**Alıştırma görevleri:**
a) Okuma parçasına göre şu soruları yanıtlayın:
(i) Yazar hadisi hangi eserin hangi bölümünde okumuş?
(ii) Hz. Ebu Bekir'e göre arama ekibinden biri ne yaparsa onları kesin görürdü?
(iii) Yazar sır meclislerinin en azının kaç kişiden oluştuğunu söylüyor?
b) Okuma parçasına dayanarak Hz. Ebu Bekir'in mağarada neden görüleceklerinden korktuğunu bir iki cümleyle açıklayın.
c) Lütfen mağaradaki ikiliyi anlatan okuma parçasını son cümlesinden sonra sürdürün.

**Okuma parçası:**
29 Aralık 2013 Pazar

Ey ikilinin üçüncüsü! Varlığından bizi de haberdar et!


Bugün el-Lü’lü ve’l-mercân’da Fedâilü’s-sahâbe bölümünde bir hadis okudum.[1] Hz. Ebu Bekir (ra) anlatıyor:
“Mağaraya gizlendiğimizde, (arama ekibinin tam da mağaranın önüne geldiklerinde)  Allah Rasûlüne dedim ki: “Eğer içlerinden biri eğilip de içeriye doğru bakacak olursa kesin bizi görürler!”
O şöyle buyurdu: “Ey Ebu Bekir! Üçüncüleri Allah olan ikilinin hakkında böyle nasıl düşünürsün!?”
O, sahne ve ifade  bizzat Kur’an’da[2] yer almıştı.
İfade, belki tam aktaramadım ama beni çarpmıştı.
Üçüncüleri Allah olan ikili.
Bu belki bir örnekti ya da olanın resmi. Bunu çoğaltmak mümkündü.
Dördüncüleri Allah olan üçlü,
Beşincileri Allah olan dörtlü… gibi
İkincisi Allah olan bir kişi de elbet söz konusu idi ve onlar ne er kişilerdi.
Belli ki sır meclislerinin en azı olan iki kişinin bir araya gelmesi halinde yalnız değillerdi. İllâ ki bir üçüncüleri de vardı.

**Gösterilen malzeme:**
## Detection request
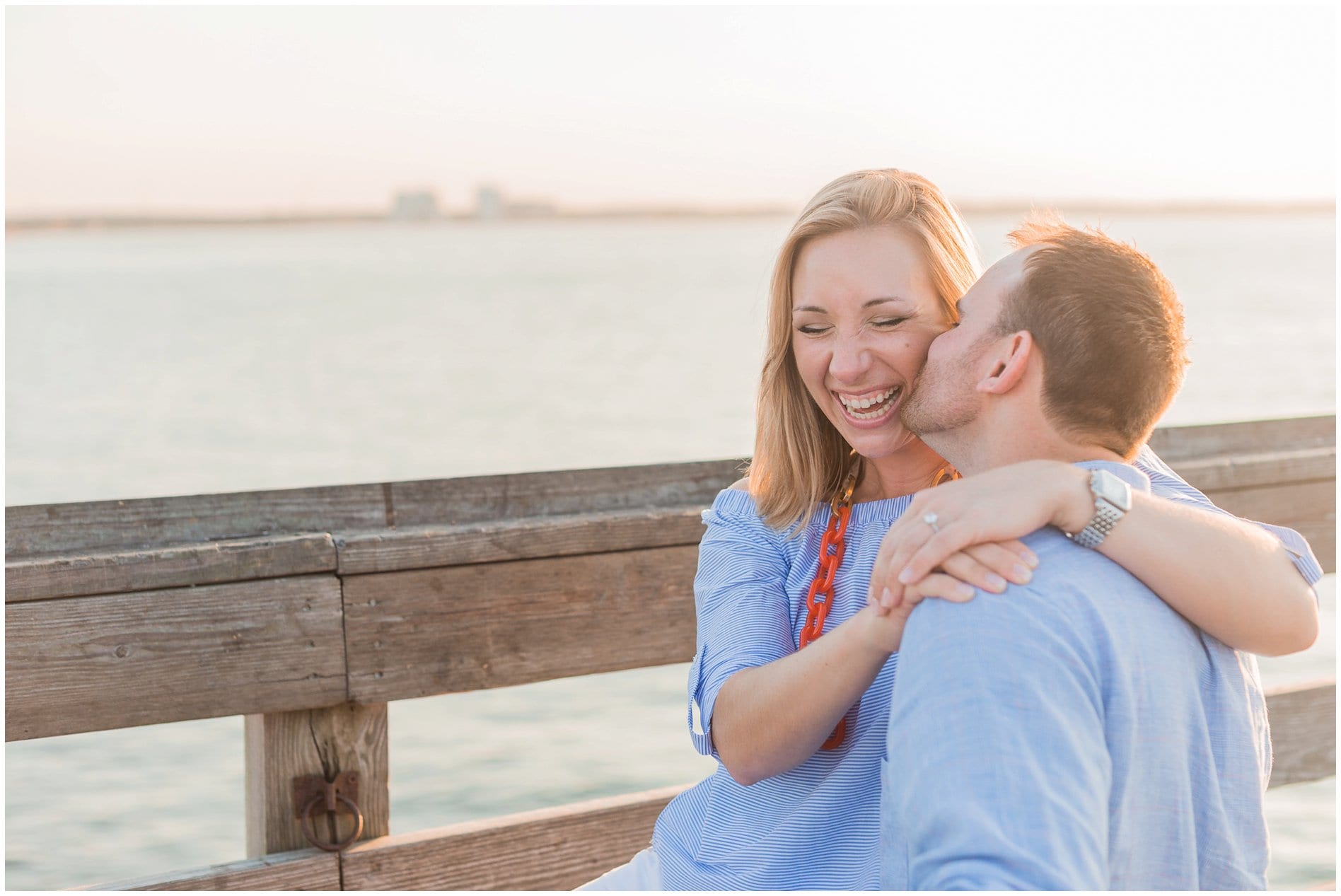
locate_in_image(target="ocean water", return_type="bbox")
[6,214,1335,890]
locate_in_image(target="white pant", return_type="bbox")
[578,846,661,890]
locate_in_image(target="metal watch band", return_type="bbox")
[1072,470,1132,549]
[1072,498,1122,547]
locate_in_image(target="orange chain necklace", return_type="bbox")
[798,448,861,750]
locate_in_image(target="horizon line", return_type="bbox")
[6,197,1335,229]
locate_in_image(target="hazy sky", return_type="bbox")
[6,6,1335,216]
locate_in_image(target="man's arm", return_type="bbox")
[883,579,1112,890]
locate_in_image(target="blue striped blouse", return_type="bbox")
[651,448,1322,890]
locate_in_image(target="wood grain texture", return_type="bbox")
[344,546,697,703]
[1151,414,1337,458]
[4,534,335,603]
[244,703,392,857]
[339,504,704,576]
[75,849,339,890]
[1266,680,1337,787]
[6,576,346,740]
[1175,446,1337,492]
[1207,482,1337,528]
[6,486,386,561]
[344,786,687,890]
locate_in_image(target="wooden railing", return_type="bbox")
[6,417,1335,890]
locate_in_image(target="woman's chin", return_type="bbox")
[838,420,922,460]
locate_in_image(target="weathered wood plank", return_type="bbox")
[390,460,744,526]
[344,787,685,890]
[1151,414,1337,468]
[6,486,386,561]
[1207,482,1337,539]
[339,504,704,576]
[244,703,392,857]
[344,546,697,703]
[1266,680,1337,787]
[6,460,741,559]
[6,576,346,740]
[1171,446,1337,494]
[75,849,341,890]
[4,534,337,603]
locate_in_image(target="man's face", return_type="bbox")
[901,250,1031,436]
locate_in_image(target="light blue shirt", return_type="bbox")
[881,462,1271,890]
[651,449,1322,890]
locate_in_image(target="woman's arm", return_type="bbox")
[712,606,912,785]
[871,460,1318,656]
[690,482,1033,785]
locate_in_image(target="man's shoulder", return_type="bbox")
[904,527,1187,653]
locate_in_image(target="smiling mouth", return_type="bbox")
[832,386,902,421]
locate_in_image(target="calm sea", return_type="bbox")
[6,214,1335,890]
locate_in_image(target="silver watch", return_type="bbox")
[1070,470,1132,547]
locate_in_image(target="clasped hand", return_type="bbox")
[868,460,1088,641]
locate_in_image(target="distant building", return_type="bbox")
[475,187,507,220]
[390,189,441,221]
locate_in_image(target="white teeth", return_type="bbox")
[838,386,898,420]
[838,389,898,410]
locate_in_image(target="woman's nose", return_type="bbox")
[829,337,871,385]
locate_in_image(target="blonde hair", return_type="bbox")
[748,168,977,531]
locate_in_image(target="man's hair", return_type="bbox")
[997,214,1187,459]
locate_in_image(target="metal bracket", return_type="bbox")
[294,772,364,853]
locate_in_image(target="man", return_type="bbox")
[881,223,1270,890]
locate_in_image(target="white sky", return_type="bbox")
[6,6,1335,216]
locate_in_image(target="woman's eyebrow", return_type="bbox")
[791,295,908,314]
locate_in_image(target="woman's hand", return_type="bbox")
[868,460,1094,610]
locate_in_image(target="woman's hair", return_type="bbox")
[750,168,977,530]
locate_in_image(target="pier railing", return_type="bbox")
[6,417,1335,890]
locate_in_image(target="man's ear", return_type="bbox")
[976,330,1035,396]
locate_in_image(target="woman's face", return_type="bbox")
[791,227,949,460]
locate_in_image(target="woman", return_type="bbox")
[588,170,1320,890]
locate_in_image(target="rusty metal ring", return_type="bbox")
[302,793,364,853]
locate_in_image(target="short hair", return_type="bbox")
[750,168,979,531]
[997,214,1188,460]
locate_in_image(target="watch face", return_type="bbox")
[1090,470,1132,510]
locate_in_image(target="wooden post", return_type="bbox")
[245,703,392,859]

**Görevlerin sonuçları:**
a)
(i) el-Lü’lü ve’l-mercân'da, Fedâilü’s-sahâbe bölümünde.
(ii) İçlerinden biri eğilip içeriye doğru bakarsa.
(iii) İki kişiden.

b) Arama ekibi tam mağaranın önüne gelmişti. Bu yüzden içlerinden biri eğilip içeriye doğru bakarsa onları kesin göreceğini düşünüyordu.

c)
İşte bu üçüncünün Allah olması asıl mesele ve de bütün meselelerin başı.
Elbette Allah her zaman vardır ve hep yanımızdadır. O, şah damarımızdan bize daha yakındır. O Müteâldir (aşkın) ve aynı zamanda bütün benliğimizde ve her zerremizde içkindir.
Yunus’un dediği gibi O bize bizden daha yakındır. Bunda şüphe yok!
Mesele şu ki aceb biz O’nun yanında mıyız?
O’na giden yolda mıyız?
Yoksa biz başka bir trene mi bindik.
Üçüncünün şeytan olma ve rıza cennetlerine değil de gazap cehennemlerine götüren yola bilet kestirmiş olma riskimiz hep var ve çok yüksek gözüküyor.
Sığınmaktan başka çare yok.
Bu zorlu yolculukta aczimizi bilmek en büyük gücümüz olacak.
Ve istiaze edip sığınmak en büyük zırhımız.
Allah’ım!
Sen Rahmansın!
Sen Rahîmsin!
Muînimiz, Mugîsimiz sen ol!
Ey ikilinin üçüncüsü!
Bizi varlığından haberdar kıl!
Sen bildirmezsen biz bilemeyiz.
Sen göstermezsen biz göremeyiz.
Sen işittirmezsen biz duyamayız.
Bize sevgini, sevdiklerinin sevgisini pay et.
Yerdiklerini ve yerdiklerinin nefretini bizden uzak kıl.
İşbu noktada Merhum Elmalılı Muhammed Hamdi Yazır’ın tefsir dibacesindeki yakarışı bizim de niyaz ve tazarrumuz olsun:

İlâhî!
Hamdini sözüme sertâc ettim,
Zikrini kalbime mi’râc ettim,
Kitabını kendime minhac ettim.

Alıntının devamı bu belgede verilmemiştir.